(Stored items)

==*==

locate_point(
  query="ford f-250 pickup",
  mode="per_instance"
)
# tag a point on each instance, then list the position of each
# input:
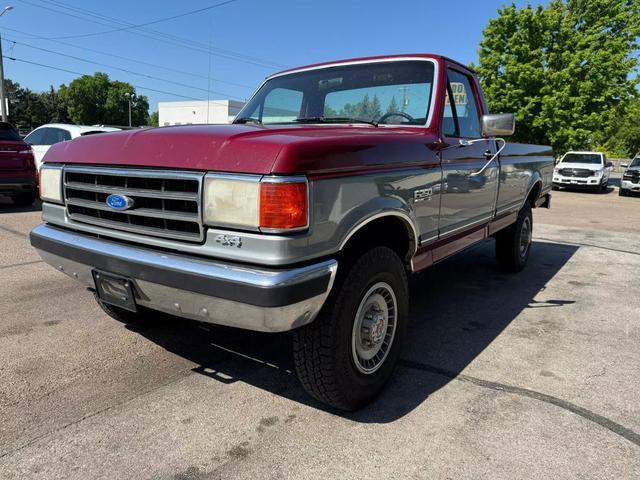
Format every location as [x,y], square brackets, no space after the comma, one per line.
[306,214]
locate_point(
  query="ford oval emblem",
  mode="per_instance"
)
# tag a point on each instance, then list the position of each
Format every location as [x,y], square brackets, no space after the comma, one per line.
[119,202]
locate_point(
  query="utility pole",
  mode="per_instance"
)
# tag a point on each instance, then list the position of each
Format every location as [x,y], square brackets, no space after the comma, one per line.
[405,100]
[3,95]
[130,96]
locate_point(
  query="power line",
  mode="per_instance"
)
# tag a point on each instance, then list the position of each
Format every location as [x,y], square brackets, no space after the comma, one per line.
[84,11]
[192,12]
[129,59]
[140,87]
[80,73]
[121,69]
[150,34]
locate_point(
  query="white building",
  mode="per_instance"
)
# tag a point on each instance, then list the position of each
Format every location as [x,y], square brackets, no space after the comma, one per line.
[195,112]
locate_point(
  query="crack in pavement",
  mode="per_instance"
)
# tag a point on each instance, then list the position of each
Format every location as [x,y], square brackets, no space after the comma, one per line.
[30,442]
[610,425]
[579,244]
[14,232]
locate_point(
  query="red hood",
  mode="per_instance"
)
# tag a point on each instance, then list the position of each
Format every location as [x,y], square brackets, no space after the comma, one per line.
[249,148]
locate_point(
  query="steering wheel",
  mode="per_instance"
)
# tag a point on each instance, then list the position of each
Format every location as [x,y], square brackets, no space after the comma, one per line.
[396,114]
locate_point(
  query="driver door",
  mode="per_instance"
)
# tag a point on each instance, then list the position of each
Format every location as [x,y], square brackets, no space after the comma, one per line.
[468,197]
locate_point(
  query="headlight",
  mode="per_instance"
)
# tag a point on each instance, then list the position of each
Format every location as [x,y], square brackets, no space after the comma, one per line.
[51,183]
[232,201]
[269,204]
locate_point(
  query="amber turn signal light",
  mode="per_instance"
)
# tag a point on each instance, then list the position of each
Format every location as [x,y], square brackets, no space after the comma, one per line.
[283,205]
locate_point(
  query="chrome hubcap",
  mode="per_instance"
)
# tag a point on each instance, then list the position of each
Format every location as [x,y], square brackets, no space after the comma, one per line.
[374,328]
[526,233]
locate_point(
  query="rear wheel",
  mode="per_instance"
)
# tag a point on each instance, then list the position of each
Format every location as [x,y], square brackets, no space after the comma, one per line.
[345,357]
[513,244]
[24,199]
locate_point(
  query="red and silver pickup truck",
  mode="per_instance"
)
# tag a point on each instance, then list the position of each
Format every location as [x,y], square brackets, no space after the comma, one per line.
[334,182]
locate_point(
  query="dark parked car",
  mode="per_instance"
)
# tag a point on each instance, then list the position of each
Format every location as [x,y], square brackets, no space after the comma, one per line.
[18,178]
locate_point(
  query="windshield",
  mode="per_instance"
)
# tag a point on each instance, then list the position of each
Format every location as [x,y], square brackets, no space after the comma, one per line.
[590,158]
[383,92]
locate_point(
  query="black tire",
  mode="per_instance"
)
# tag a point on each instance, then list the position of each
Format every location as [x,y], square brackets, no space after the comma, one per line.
[125,316]
[24,199]
[325,351]
[513,244]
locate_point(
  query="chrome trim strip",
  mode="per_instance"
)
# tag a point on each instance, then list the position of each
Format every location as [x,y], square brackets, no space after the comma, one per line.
[76,217]
[138,212]
[140,192]
[394,213]
[468,225]
[434,86]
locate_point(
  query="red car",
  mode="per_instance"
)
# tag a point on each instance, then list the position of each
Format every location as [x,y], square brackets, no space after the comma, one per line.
[18,178]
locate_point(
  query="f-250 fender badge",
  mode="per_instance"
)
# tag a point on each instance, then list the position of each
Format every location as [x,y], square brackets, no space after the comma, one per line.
[229,240]
[422,195]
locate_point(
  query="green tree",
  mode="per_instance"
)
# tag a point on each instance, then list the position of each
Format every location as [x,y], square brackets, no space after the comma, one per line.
[28,109]
[154,119]
[624,140]
[393,106]
[563,69]
[95,99]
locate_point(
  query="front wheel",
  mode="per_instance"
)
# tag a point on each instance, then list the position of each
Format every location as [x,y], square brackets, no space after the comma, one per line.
[513,244]
[345,357]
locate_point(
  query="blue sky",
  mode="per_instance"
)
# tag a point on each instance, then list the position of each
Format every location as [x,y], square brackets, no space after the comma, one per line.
[249,39]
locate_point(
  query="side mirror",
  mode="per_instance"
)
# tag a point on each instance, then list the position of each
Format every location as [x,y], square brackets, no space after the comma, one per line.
[498,125]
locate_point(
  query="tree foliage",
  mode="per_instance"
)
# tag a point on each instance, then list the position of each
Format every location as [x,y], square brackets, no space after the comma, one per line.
[28,109]
[567,70]
[95,99]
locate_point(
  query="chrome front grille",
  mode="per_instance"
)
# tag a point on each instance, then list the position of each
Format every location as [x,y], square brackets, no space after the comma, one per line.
[576,172]
[165,203]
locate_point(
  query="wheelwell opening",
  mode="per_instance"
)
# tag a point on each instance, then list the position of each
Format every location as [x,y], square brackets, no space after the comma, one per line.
[534,193]
[390,231]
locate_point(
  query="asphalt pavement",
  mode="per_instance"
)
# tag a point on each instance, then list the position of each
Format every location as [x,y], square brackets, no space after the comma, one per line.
[535,375]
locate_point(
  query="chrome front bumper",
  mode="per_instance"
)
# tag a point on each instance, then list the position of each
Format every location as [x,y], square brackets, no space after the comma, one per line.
[627,185]
[253,298]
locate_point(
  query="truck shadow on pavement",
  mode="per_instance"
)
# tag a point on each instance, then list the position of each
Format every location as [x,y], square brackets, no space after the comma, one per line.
[458,308]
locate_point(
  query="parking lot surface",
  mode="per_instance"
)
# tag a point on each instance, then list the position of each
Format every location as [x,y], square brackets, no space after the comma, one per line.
[535,375]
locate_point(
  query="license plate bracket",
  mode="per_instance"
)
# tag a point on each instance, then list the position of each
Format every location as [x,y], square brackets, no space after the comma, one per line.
[115,290]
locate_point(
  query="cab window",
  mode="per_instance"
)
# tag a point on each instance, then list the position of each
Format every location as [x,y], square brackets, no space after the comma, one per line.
[461,116]
[36,137]
[56,135]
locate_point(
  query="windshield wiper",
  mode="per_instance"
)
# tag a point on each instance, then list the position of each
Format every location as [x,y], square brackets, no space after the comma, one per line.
[244,120]
[334,120]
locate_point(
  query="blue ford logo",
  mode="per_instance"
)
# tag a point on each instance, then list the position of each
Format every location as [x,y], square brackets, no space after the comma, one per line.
[119,202]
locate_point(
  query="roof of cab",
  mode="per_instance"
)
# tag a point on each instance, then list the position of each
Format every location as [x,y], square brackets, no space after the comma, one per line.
[406,56]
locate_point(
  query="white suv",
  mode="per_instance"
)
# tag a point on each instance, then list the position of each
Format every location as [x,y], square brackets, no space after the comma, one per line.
[582,170]
[43,137]
[631,177]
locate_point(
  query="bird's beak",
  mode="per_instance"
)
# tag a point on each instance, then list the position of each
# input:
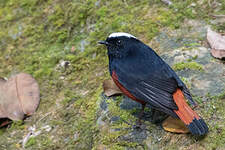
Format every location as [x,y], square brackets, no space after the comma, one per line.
[103,42]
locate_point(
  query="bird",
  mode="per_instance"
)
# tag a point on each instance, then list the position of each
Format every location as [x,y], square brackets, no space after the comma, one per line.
[143,76]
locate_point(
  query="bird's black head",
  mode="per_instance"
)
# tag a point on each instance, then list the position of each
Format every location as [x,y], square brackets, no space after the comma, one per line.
[120,44]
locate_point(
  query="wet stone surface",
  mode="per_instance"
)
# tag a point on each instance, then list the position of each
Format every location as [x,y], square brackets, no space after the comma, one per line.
[178,46]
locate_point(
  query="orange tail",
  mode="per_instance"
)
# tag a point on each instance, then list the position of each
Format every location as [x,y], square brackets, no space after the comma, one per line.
[195,124]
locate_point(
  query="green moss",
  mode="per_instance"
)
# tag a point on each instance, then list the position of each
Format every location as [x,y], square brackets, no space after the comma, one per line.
[49,29]
[188,65]
[30,142]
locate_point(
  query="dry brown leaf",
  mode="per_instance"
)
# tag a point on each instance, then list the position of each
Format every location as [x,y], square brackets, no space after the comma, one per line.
[18,96]
[174,125]
[217,43]
[110,88]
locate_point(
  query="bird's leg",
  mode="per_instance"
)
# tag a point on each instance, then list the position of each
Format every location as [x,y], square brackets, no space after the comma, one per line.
[141,114]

==*==

- What you are asked to do
Please pull out every line in the rows above that contains the word "tree". Case counts.

- Worked solution
  query="green tree",
  query="tree foliage",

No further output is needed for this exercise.